Written task: Restate the entries below word for word, omitting nothing.

[Records from a collection]
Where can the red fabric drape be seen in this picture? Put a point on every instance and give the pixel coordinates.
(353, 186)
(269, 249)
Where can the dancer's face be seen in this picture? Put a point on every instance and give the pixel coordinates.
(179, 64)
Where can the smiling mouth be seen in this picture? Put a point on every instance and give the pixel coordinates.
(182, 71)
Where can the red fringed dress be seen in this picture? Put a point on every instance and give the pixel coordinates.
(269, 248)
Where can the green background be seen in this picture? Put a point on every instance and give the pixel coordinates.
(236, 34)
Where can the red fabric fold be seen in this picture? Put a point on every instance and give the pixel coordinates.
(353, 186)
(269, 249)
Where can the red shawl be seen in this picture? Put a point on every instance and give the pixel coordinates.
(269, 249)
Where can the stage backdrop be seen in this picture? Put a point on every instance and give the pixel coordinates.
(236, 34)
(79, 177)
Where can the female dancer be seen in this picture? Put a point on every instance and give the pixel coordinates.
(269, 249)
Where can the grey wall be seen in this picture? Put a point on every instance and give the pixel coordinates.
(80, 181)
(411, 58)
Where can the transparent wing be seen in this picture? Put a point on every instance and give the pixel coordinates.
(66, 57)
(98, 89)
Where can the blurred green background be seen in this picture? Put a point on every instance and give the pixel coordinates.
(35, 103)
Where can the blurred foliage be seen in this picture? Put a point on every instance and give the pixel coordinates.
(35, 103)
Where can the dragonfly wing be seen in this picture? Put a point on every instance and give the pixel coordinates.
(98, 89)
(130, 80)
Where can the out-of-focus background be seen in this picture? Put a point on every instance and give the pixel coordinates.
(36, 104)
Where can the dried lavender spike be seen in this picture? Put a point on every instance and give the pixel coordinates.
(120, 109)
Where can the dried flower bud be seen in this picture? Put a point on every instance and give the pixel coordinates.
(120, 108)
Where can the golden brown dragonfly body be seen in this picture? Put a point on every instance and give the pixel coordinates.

Task output:
Where can the red fabric drape be seen in this picture? Put a point on every instance and give the pixel coordinates.
(353, 186)
(269, 249)
Where can the dancer's face be seen in this picture? Put a point on every instance and give the pixel coordinates.
(179, 64)
Where can the smiling mouth be seen in this picture? Put a point on every instance and give the pixel coordinates.
(182, 71)
Where can the red fringed dress be seen in this picture? Put a point on every instance and give the pixel coordinates.
(269, 248)
Where can the green background be seen in this picture? Put a point on every instance and give the pixel coordinates.
(236, 34)
Where can the red fabric fold be seen in this picture? Put a point on every instance and give the pixel coordinates.
(353, 186)
(269, 249)
Where can the red shawl be seen in this picture? Put a point on every instance and give the pixel coordinates.
(269, 249)
Where can the stage backdrop be seen in this picture? Put a point on every instance and give the pixel coordinates.
(236, 34)
(79, 177)
Where can the female dancer be seen in this picture? Put a point on every instance and give the pixel coordinates.
(269, 249)
Where can the grey wall be seen in this picture? Put a point on every instance and give the pixel coordinates.
(80, 181)
(411, 58)
Where can the transparent wing be seen in this picture? Put a point on every instance and give the pixel coordinates.
(66, 57)
(98, 89)
Where can the blurred green background be seen in this picture? Put a point on every instance and give the pixel coordinates.
(35, 103)
Where can the blurred foliage be seen in this picture? Put a point on every instance and give the pixel coordinates.
(35, 103)
Where can the dragonfly wing be seen in this picture? Put a point on every instance and give the pixel coordinates.
(98, 89)
(130, 80)
Where can the out-of-focus background be seen in this picture? Put a point on every instance and give the pixel coordinates.
(36, 104)
Where can the dried lavender spike be seen in this picture? Put a point on every instance and give the pixel coordinates.
(120, 109)
Where can the dried flower bud be seen in this picture? Put a point on every instance and give the pixel coordinates.
(120, 108)
Where can the golden brown dragonfly body be seen in this picture? Put a point on every instance and give the pixel coordinates.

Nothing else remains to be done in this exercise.